◆ What the task asks
Rewrite the records between the lines holding "Where can the white" and "point(119, 16)", inclusive, as a two-column CSV headed record and answer. Give each record one row with its text and its answer in quoted fields, turn line breaks into spaces, and leave the pictures out.

◆ Given records
---*---

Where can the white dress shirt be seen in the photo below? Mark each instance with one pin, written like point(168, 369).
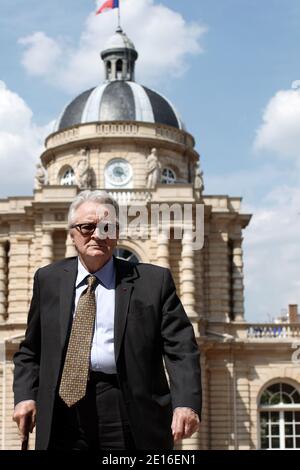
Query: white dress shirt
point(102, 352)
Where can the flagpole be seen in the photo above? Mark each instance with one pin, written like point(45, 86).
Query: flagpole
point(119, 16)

---*---

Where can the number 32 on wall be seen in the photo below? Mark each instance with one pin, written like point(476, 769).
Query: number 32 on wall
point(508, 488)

---*---

◆ Answer for the task
record,answer
"Where can the white dress shirt be seen in the photo below? Mark each instance with one pin, written like point(168, 369). Query: white dress shirt","point(102, 352)"
"Where can the flagpole be seen in the photo above? Mark each instance with one pin, written like point(45, 86). Query: flagpole","point(119, 16)"